== Data records

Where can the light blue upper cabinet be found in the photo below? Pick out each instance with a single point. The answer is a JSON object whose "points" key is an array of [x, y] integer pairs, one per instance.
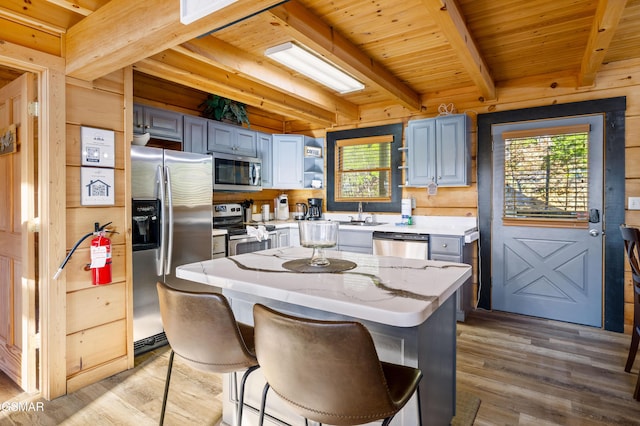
{"points": [[439, 150], [288, 161], [231, 139], [195, 134], [265, 151]]}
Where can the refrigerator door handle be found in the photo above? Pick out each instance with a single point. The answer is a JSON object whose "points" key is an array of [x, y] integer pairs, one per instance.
{"points": [[167, 269], [160, 187]]}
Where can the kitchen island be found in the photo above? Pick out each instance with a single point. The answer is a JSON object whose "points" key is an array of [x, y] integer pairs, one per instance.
{"points": [[405, 303]]}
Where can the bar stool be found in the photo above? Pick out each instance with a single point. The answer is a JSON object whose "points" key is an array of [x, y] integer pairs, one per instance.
{"points": [[631, 237], [329, 371], [202, 331]]}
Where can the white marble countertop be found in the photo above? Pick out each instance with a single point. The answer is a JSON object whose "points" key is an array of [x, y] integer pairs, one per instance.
{"points": [[459, 226], [388, 290]]}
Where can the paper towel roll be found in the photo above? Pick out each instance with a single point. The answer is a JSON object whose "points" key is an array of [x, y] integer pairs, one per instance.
{"points": [[405, 207]]}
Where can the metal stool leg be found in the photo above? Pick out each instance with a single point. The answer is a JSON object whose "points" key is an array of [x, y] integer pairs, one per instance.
{"points": [[633, 348], [263, 403], [241, 399], [166, 388]]}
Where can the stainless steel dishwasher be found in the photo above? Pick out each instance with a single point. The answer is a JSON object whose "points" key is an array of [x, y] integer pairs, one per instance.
{"points": [[412, 246]]}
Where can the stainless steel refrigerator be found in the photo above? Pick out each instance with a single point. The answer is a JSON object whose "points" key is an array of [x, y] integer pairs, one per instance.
{"points": [[171, 225]]}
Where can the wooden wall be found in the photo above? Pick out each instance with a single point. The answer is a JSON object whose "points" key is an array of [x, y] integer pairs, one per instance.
{"points": [[98, 326]]}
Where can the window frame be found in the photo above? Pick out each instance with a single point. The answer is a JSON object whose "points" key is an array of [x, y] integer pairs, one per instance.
{"points": [[395, 130]]}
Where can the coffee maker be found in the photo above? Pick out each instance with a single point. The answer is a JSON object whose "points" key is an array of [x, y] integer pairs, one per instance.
{"points": [[315, 209]]}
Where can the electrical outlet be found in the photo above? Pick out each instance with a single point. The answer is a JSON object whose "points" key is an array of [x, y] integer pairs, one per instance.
{"points": [[634, 203]]}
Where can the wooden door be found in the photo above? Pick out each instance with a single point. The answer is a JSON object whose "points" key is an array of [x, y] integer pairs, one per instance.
{"points": [[17, 242], [547, 234]]}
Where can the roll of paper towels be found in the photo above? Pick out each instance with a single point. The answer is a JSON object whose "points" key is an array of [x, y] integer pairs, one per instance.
{"points": [[405, 207]]}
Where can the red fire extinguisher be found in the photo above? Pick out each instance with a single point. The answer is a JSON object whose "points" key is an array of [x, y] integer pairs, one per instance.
{"points": [[100, 258], [100, 255]]}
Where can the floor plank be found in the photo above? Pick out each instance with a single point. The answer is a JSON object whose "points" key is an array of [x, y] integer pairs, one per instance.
{"points": [[526, 371]]}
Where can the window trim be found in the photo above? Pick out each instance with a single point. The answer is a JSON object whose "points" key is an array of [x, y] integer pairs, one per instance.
{"points": [[395, 130]]}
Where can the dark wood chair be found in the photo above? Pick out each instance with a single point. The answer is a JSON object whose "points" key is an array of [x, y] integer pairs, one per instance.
{"points": [[202, 331], [329, 371], [631, 237]]}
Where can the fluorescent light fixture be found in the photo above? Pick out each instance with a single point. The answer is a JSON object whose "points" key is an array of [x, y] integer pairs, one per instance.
{"points": [[191, 10], [311, 65]]}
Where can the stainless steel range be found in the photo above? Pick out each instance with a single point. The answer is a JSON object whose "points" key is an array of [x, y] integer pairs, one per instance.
{"points": [[231, 218]]}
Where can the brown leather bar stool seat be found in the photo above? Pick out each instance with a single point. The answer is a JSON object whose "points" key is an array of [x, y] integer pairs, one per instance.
{"points": [[329, 371], [631, 237], [202, 331]]}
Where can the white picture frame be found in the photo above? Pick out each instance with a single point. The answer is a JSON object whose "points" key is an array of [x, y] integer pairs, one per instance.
{"points": [[97, 186], [98, 147]]}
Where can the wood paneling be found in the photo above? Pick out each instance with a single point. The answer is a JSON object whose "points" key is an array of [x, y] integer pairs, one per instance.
{"points": [[95, 306], [97, 320], [94, 346]]}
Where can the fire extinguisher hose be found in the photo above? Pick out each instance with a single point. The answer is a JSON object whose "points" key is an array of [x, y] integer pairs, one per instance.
{"points": [[98, 229]]}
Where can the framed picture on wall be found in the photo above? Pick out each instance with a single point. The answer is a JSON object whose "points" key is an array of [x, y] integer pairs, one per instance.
{"points": [[97, 186], [8, 141], [98, 147]]}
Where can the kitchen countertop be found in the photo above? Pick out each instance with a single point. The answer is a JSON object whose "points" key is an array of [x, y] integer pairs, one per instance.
{"points": [[466, 227], [383, 289]]}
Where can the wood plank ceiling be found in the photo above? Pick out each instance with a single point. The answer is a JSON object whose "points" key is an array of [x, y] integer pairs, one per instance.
{"points": [[402, 51]]}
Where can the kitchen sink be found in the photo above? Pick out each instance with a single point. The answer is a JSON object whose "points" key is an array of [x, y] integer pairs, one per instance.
{"points": [[359, 223]]}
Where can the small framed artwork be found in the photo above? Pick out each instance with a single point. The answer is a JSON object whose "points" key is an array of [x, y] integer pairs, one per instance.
{"points": [[97, 186], [312, 151], [8, 141], [98, 147]]}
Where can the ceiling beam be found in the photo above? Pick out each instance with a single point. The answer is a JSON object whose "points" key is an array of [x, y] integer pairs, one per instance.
{"points": [[311, 31], [123, 32], [448, 17], [172, 66], [226, 56], [75, 6], [604, 26]]}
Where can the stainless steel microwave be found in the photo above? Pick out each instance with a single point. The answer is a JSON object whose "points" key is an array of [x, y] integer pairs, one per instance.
{"points": [[236, 173]]}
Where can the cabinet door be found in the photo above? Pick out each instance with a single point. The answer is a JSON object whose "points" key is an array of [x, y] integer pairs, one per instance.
{"points": [[220, 137], [195, 134], [287, 161], [265, 151], [421, 153], [452, 150], [246, 142], [163, 124]]}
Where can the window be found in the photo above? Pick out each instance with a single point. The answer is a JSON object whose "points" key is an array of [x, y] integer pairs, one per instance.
{"points": [[546, 173], [363, 166], [363, 169]]}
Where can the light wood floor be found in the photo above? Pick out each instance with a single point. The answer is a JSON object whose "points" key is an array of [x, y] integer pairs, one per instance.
{"points": [[531, 371], [526, 371]]}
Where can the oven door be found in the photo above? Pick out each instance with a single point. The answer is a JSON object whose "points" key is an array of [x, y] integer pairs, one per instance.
{"points": [[246, 244]]}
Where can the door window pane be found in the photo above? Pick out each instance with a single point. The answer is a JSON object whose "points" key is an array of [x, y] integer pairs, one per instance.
{"points": [[546, 173]]}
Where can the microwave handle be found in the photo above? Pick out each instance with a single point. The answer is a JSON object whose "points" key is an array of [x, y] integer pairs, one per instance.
{"points": [[161, 192], [255, 174]]}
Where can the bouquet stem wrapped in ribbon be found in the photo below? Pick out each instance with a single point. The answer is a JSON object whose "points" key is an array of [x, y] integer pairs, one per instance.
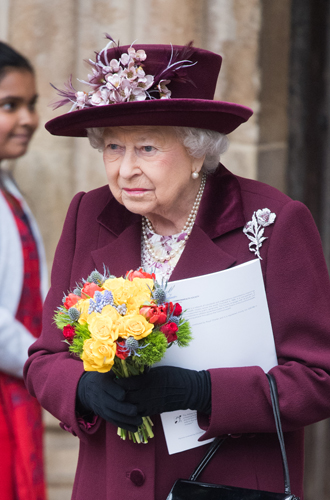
{"points": [[122, 324]]}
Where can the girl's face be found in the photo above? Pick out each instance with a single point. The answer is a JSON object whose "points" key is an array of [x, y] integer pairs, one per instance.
{"points": [[18, 116]]}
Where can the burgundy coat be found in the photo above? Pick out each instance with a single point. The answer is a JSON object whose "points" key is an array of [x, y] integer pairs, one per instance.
{"points": [[99, 231]]}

====

Retype the line containing "Where can the window be" and all lines after it through the end of the material, exactly and only those, leaving out pictures.

Task answer =>
Where can the window be found in the photo above? Pick out each instance with a single point. The answer is a JSON object whose "points" key is an array of [x, y] integer pairs, one per instance.
{"points": [[546, 173], [363, 166], [363, 169]]}
Where can the light wood floor be found in the photo above? Pick out each instance with a single point. The answer is a JSON object whose "points" key is an array of [x, y] integer pairs, one per instance.
{"points": [[531, 371], [526, 371]]}
Where can the oven door be found in the photo above? Pick out each instance with a single point. The answer is a JSON object whose "points" key is an array of [x, y] integer pairs, one per instance.
{"points": [[246, 244]]}
Where can the door window pane be found in the photo above? Pick out each instance with a single point. The answer is a JSON object whose "points" key is an array of [x, y] integer pairs, one per instance.
{"points": [[546, 173]]}
Where can the microwave handle be found in the photo above? Pick out each instance with a single point. The answer is a JSON object whose "points" key is an array of [x, y] integer pairs, one per instance.
{"points": [[161, 192], [255, 174]]}
Where can the bouquet stem wrapped in ribbon be found in the photo below? Pick out each instance with a single point. The answer is a JSON object whose "points" key is an array of [x, y] integer pairs, one per instance.
{"points": [[122, 324]]}
Where can the girl's face be found in the photo above? Pick out each instance with a single point. The answer is a JSON object whose "points" key is an array of [x, y] integer pairs, one per instance.
{"points": [[18, 116]]}
Where can the burgundy coat be found in the photo above? Pick out each instance with a single point. The answer is a JSON object whose "points" key is an array of [x, y] integer pairs, one per instance.
{"points": [[99, 231]]}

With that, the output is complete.